### ENUNCIADO DEL EJERCICIO
¿Qué responde el fragmento sobre la Cuaresma que sigue a estas preguntas?
1. ¿Hacia qué está orientada la Cuaresma?
2. ¿De qué es un adelanto la luz que Jesús muestra a los discípulos?
3. ¿Qué nos repite el Señor también en el camino sinodal?

He aquí la segunda indicación para esta Cuaresma: no
refugiarse en una religiosidad hecha de acontecimientos
extraordinarios, de experiencias sugestivas, por miedo a
afrontar la realidad con sus fatigas cotidianas, sus
dificultades y sus contradicciones. La luz que Jesús
muestra a los discípulos es un adelanto de la gloria
pascual y hacia ella debemos ir, siguiéndolo “a Él
solo”. La Cuaresma está orientada a la Pascua. El
“retiro” no es un fin en sí mismo, sino que nos prepara
para vivir la pasión y la cruz con fe, esperanza y amor,
para llegar a la resurrección. De igual modo, el camino
sinodal no debe hacernos creer en la ilusión de que
hemos llegado cuando Dios nos concede la gracia de
algunas experiencias fuertes de comunión. También allí
el Señor nos repite: «Levántense, no tengan miedo».

### FILAS MOSTRADAS
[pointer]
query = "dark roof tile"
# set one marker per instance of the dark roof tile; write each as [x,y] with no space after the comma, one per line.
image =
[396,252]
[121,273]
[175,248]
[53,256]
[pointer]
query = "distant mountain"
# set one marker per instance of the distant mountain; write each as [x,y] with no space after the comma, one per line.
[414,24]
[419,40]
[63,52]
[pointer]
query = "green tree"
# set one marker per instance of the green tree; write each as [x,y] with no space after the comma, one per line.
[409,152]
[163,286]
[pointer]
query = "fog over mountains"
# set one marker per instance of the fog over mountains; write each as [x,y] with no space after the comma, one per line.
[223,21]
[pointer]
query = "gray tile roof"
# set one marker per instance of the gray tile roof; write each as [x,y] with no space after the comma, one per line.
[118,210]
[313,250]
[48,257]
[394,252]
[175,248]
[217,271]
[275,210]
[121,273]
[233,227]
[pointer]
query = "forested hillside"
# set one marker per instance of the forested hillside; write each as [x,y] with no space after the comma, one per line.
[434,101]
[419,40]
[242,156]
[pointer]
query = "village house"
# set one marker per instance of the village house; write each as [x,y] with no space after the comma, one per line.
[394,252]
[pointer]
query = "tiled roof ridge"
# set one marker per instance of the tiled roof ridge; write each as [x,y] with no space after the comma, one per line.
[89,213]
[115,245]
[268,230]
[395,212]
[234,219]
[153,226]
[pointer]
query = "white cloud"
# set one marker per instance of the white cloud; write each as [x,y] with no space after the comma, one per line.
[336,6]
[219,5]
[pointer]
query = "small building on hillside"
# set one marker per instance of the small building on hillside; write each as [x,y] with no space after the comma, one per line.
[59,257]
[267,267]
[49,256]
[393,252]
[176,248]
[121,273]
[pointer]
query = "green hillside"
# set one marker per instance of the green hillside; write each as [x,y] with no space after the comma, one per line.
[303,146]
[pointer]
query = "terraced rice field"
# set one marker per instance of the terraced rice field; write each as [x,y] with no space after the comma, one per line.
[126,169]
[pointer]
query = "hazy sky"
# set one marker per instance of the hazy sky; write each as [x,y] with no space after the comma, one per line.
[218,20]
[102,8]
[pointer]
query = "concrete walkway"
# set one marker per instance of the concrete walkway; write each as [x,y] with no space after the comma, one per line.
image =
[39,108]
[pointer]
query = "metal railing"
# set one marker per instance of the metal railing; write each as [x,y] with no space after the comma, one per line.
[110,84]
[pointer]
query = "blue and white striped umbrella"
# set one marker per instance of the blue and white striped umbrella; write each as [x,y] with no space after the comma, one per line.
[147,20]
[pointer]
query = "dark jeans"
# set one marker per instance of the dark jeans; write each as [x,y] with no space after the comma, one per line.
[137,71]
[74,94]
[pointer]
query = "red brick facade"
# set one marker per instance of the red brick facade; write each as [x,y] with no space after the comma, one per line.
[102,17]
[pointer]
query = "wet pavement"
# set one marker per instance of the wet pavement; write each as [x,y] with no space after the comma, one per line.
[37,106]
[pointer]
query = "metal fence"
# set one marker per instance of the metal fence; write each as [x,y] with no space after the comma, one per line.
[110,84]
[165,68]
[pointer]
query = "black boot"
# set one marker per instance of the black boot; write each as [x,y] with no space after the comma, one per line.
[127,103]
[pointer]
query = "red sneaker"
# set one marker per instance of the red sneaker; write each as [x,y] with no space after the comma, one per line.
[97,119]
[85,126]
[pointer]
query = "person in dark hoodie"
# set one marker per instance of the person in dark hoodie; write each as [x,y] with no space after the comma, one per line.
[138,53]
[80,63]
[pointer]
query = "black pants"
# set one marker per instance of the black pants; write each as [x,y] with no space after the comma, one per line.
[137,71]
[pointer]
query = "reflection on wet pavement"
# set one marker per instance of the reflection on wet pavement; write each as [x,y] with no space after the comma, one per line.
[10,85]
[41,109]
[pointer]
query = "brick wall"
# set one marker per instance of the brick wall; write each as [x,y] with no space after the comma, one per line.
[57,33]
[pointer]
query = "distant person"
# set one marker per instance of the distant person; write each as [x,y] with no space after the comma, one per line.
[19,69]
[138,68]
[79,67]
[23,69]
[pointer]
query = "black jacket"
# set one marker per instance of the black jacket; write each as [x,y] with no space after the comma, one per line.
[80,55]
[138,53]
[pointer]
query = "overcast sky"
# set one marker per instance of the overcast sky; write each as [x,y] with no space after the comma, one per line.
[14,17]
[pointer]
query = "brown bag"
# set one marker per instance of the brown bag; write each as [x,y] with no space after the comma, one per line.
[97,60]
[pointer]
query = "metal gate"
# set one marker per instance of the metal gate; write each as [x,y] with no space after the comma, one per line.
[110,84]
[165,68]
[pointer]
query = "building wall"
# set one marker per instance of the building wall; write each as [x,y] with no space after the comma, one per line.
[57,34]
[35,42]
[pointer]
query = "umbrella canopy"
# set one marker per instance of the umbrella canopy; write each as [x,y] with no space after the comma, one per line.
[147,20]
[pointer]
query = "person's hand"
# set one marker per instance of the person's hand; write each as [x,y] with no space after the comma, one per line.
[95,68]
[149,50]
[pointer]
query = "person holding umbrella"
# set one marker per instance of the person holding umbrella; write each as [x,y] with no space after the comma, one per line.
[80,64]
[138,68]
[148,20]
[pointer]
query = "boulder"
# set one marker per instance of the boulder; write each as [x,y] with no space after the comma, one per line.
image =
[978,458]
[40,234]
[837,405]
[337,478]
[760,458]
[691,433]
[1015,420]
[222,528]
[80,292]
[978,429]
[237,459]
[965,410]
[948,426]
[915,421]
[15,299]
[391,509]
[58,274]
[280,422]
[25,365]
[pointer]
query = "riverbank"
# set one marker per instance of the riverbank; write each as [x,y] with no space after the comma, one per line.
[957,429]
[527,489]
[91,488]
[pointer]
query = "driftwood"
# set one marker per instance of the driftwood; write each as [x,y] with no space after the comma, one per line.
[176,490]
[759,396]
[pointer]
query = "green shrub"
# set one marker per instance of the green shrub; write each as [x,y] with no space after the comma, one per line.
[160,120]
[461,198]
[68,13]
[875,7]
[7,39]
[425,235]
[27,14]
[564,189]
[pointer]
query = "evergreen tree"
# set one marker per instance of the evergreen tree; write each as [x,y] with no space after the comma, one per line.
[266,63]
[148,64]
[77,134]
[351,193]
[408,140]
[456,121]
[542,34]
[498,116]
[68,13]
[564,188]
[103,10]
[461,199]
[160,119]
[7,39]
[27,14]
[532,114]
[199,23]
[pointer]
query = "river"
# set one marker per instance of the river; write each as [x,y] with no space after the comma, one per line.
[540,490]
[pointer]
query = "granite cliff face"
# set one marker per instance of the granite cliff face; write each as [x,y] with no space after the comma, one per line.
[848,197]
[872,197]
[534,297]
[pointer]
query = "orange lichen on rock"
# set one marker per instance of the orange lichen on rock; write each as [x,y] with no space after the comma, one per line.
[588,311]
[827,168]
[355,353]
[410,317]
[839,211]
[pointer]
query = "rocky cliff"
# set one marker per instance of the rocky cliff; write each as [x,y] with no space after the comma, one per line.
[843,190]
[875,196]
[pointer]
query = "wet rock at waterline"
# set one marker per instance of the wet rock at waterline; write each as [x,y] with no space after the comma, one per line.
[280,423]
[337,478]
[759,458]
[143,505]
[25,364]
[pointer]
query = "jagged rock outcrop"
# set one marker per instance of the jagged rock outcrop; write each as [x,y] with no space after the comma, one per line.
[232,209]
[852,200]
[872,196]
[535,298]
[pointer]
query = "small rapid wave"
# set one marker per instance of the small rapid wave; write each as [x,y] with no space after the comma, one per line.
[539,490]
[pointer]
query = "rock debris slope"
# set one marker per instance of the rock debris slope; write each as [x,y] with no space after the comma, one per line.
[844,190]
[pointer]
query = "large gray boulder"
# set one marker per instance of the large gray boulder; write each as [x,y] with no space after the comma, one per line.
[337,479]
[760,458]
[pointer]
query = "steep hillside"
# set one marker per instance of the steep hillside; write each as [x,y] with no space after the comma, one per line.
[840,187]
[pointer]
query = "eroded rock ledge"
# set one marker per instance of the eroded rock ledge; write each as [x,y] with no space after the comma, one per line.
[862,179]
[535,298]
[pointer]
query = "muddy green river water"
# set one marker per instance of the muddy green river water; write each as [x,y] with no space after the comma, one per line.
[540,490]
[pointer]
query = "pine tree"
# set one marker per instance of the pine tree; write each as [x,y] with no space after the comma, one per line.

### RESULTADO DE LA TAREA
1. Hacia la Pascua.
2. De la gloria pascual.
3. «Levántense, no tengan miedo».